• **AUFGABENSTELLUNG**: Gib die folgenden Einträge bitte erneut wieder und tausche dabei überall „pixel coordinates“ gegen „x and y coordinates“ aus. Alles andere bleibt unverändert.

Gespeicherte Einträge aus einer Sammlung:
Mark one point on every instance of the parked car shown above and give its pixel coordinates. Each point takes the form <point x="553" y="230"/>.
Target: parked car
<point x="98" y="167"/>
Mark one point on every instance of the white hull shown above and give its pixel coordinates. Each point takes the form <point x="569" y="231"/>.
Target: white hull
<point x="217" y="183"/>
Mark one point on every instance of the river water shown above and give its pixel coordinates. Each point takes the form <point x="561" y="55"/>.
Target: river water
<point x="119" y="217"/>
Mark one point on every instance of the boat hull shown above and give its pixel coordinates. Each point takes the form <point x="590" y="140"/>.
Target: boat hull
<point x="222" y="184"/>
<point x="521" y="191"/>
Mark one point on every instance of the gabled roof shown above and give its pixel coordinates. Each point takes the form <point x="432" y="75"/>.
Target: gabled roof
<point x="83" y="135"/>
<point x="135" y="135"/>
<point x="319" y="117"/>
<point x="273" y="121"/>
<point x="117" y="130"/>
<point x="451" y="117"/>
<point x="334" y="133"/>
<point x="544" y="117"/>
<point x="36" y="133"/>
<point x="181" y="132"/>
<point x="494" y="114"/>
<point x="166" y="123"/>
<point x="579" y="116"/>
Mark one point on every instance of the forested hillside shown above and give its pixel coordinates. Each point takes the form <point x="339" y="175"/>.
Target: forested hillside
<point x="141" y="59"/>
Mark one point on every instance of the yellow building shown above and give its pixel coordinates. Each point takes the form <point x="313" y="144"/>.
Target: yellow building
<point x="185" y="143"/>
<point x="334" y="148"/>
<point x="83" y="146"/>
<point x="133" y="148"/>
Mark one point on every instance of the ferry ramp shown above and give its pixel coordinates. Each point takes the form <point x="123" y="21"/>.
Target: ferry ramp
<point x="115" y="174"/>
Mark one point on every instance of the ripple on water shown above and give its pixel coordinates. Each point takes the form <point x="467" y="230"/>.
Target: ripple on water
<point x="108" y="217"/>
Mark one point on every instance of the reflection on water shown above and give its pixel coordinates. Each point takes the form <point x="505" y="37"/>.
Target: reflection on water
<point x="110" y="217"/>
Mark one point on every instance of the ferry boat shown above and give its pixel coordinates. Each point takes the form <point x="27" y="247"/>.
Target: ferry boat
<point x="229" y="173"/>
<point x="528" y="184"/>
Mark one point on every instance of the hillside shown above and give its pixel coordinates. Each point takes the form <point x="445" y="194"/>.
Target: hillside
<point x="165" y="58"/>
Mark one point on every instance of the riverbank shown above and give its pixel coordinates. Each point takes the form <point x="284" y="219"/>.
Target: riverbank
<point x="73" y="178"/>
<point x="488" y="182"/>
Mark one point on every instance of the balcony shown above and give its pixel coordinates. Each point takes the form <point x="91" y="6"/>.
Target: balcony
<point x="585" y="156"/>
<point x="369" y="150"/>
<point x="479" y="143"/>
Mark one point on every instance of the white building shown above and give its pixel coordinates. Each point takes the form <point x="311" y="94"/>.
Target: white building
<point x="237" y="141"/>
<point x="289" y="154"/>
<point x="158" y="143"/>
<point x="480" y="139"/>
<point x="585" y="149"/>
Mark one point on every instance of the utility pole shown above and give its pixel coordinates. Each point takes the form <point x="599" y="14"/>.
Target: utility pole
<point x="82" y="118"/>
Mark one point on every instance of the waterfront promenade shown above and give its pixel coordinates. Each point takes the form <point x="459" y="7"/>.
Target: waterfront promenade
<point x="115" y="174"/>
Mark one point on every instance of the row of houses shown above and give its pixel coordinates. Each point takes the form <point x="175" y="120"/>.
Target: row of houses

• **SCHRIFTLICHE ANTWORT**:
Mark one point on every instance of the parked car shown above and give its x and y coordinates. Each point takes the form <point x="553" y="230"/>.
Target: parked car
<point x="98" y="167"/>
Mark one point on every instance of the white hull shown above and give its x and y coordinates. Each point takes the form <point x="569" y="231"/>.
Target: white hull
<point x="217" y="183"/>
Mark one point on every instance of the river water shown above and give its x and y coordinates. Each point takes the form <point x="561" y="55"/>.
Target: river water
<point x="119" y="217"/>
Mark one point on every instance of the boat hull shown above and give its x and y coordinates. Each point takes the form <point x="590" y="140"/>.
Target: boat hull
<point x="222" y="184"/>
<point x="521" y="191"/>
Mark one point on every instance of the gabled roof shown above and give its x and y coordinates. Each point takes the form <point x="432" y="75"/>.
Target: gabled roof
<point x="83" y="135"/>
<point x="135" y="135"/>
<point x="319" y="117"/>
<point x="273" y="121"/>
<point x="117" y="130"/>
<point x="451" y="117"/>
<point x="334" y="133"/>
<point x="544" y="117"/>
<point x="36" y="133"/>
<point x="181" y="132"/>
<point x="494" y="114"/>
<point x="166" y="123"/>
<point x="579" y="116"/>
Mark one point on every instance of the forested hillside shown above and give its x and y coordinates. Each point takes the form <point x="339" y="175"/>.
Target: forested hillside
<point x="141" y="59"/>
Mark one point on every instance of the yellow building shown above and give its x and y coordinates. Each point takes the form <point x="313" y="144"/>.
Target: yellow building
<point x="185" y="143"/>
<point x="334" y="148"/>
<point x="83" y="146"/>
<point x="133" y="148"/>
Mark one point on every instance of the ferry ramp shown above and give its x and y coordinates. Each point takes the form <point x="123" y="21"/>.
Target: ferry ramp
<point x="115" y="174"/>
Mark one point on every instance of the ripple on water shown above and give its x and y coordinates. Each point takes the form <point x="467" y="230"/>.
Target: ripple on water
<point x="108" y="217"/>
Mark one point on every instance of the reflection on water shown above and give its x and y coordinates. Each point takes the form <point x="505" y="37"/>.
Target: reflection on water
<point x="110" y="217"/>
Mark one point on every instance of the ferry boat shown above and give its x and y coordinates. Each point takes the form <point x="27" y="247"/>.
Target: ferry boat
<point x="229" y="173"/>
<point x="528" y="184"/>
Mark one point on every instance of the hillside shown above and give its x and y coordinates. Each point takes the form <point x="445" y="194"/>.
Target: hillside
<point x="165" y="58"/>
Mark one point on every instance of the riverbank shown above and give its x and y coordinates. Each point takes the form <point x="284" y="219"/>.
Target: riverbank
<point x="73" y="178"/>
<point x="488" y="182"/>
Mark one point on every instance of the balcony shown above and give its x and y coordinates. Each point takes the form <point x="91" y="6"/>.
Target: balcony
<point x="585" y="156"/>
<point x="369" y="150"/>
<point x="479" y="143"/>
Mark one point on every instance of the white building shown above and give its x and y coordinates. Each point takes the form <point x="311" y="94"/>.
Target: white building
<point x="237" y="141"/>
<point x="289" y="154"/>
<point x="158" y="143"/>
<point x="480" y="139"/>
<point x="585" y="149"/>
Mark one point on every instance of the utility pole shown above and give its x and y coordinates. Each point takes the form <point x="599" y="14"/>.
Target: utility pole
<point x="82" y="118"/>
Mark one point on every instance of the waterfront promenade shown above and give its x and y coordinates. Each point takes the form <point x="459" y="7"/>.
Target: waterfront promenade
<point x="115" y="174"/>
Mark one point on every instance of the row of houses shown above and give its x and y coordinates. Each point takes the form <point x="175" y="120"/>.
Target: row of houses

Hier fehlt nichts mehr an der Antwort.